◆ **Work task**:
In the listing below, find the line that contains "Target — crane mast" and the line that contains "Target — orange crane boom". Quote both and every line between them, exactly, and nothing more.

-- -- --

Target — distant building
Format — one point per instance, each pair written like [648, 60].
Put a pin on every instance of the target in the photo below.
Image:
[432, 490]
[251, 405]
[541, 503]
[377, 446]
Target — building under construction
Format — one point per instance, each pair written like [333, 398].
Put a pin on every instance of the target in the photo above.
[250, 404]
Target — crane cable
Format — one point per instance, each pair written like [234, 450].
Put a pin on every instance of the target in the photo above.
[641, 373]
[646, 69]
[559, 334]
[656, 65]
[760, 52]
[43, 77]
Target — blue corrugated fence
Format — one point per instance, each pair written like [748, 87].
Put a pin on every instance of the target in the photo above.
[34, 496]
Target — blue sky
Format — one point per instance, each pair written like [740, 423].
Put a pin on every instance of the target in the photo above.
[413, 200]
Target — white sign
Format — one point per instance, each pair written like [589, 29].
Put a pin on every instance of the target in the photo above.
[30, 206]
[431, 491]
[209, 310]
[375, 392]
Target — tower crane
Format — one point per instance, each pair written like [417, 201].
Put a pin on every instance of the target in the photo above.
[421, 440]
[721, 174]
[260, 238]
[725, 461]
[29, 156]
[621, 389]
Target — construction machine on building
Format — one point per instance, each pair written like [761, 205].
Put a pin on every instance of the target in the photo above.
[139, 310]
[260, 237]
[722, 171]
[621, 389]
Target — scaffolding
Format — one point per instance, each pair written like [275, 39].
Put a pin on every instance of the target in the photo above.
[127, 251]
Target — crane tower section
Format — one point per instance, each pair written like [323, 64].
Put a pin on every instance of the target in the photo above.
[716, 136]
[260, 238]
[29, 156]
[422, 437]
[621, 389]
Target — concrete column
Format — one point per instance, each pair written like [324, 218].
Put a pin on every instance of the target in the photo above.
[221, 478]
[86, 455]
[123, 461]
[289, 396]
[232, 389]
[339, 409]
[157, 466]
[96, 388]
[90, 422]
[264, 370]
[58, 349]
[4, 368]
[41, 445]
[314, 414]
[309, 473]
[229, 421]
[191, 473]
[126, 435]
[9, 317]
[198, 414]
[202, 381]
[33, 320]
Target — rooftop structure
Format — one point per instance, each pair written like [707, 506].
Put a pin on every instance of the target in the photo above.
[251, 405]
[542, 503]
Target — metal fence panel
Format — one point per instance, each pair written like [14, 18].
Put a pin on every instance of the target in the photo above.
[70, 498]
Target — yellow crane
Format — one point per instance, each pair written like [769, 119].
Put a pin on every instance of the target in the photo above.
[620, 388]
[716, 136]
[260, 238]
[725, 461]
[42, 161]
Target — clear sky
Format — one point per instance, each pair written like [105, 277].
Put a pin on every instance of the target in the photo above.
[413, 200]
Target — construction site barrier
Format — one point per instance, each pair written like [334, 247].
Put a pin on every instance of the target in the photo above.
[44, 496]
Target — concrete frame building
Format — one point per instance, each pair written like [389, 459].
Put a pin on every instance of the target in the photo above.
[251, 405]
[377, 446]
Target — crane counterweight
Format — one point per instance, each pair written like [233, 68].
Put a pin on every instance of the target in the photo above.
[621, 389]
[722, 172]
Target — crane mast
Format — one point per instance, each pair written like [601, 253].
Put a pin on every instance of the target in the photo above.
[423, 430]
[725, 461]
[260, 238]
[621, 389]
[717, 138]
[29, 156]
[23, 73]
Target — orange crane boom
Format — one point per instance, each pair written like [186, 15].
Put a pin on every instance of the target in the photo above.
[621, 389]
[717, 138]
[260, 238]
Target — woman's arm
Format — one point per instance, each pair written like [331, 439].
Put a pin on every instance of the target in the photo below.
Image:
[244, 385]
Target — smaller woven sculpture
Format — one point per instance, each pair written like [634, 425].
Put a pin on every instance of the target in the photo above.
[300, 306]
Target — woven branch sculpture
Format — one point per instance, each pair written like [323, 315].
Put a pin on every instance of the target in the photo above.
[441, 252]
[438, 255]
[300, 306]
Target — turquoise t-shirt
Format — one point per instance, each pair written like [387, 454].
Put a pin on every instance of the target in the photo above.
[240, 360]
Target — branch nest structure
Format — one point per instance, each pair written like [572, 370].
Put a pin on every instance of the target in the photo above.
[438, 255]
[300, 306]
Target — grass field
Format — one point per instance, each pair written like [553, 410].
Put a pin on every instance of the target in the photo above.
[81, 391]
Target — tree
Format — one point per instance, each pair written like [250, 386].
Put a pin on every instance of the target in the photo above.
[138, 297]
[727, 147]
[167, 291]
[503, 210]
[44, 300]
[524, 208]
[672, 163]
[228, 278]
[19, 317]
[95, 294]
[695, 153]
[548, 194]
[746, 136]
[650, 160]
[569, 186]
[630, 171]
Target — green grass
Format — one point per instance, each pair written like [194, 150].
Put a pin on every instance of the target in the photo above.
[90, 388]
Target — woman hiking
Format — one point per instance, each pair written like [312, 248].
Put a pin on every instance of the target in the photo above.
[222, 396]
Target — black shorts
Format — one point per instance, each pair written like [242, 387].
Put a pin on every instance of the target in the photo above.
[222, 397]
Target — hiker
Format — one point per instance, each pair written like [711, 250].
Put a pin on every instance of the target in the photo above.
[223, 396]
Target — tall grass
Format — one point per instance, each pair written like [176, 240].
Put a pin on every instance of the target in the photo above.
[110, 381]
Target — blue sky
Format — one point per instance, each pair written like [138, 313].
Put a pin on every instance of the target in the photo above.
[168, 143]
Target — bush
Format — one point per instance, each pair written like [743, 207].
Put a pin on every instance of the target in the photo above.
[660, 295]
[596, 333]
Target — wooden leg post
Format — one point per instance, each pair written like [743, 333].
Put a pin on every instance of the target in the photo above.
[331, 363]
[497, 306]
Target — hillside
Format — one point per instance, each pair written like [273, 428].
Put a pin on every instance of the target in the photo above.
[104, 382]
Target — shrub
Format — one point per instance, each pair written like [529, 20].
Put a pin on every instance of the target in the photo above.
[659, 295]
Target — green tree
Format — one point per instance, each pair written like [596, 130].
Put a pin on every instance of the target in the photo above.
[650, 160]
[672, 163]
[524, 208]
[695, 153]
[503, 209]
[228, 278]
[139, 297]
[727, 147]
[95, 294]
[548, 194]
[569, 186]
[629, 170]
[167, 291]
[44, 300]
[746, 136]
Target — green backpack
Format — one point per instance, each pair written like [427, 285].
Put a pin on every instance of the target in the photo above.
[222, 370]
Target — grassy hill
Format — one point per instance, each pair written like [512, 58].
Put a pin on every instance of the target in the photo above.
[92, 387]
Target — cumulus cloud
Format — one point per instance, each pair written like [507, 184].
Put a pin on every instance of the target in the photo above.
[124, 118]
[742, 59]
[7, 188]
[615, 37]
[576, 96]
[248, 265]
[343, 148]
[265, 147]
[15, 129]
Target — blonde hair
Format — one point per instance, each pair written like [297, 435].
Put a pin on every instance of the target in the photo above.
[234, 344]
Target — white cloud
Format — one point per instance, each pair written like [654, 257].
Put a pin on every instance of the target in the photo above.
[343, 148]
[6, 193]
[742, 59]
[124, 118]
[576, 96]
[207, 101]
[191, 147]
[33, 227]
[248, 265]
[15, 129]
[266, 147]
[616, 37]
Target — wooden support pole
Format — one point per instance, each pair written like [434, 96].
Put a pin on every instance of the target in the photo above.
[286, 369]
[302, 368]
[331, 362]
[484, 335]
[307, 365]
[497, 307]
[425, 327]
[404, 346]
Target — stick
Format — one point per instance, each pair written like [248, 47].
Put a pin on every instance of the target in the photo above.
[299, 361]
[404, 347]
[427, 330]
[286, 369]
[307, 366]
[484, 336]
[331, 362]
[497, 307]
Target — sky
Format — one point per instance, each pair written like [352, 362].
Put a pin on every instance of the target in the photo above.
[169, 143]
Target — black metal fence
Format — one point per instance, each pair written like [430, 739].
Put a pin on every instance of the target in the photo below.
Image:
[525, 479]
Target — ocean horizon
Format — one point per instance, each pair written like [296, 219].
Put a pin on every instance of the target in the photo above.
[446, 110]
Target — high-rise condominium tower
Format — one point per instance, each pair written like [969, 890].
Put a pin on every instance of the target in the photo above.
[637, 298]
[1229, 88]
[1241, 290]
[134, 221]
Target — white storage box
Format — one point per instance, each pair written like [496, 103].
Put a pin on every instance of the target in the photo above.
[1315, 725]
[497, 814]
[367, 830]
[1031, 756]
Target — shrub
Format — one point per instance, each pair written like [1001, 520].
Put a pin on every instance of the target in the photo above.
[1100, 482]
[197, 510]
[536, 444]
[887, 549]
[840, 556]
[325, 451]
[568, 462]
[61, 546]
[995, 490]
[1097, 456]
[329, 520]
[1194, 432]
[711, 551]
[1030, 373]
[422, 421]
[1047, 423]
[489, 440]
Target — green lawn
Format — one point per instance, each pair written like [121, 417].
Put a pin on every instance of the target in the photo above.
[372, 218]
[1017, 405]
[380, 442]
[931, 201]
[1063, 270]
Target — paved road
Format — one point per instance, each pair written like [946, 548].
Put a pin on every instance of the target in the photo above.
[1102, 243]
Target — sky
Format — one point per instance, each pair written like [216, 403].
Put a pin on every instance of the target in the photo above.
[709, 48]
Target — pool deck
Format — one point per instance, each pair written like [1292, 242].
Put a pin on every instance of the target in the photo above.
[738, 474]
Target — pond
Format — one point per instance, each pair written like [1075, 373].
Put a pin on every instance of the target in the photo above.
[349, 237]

-- -- --

◆ **Solution below**:
Target — crane mast
Format — one point per instance, each pair written like [601, 253].
Put a pin on every instance of the target in the photo above.
[423, 430]
[725, 461]
[260, 238]
[621, 389]
[717, 138]
[29, 156]
[23, 73]
Target — orange crane boom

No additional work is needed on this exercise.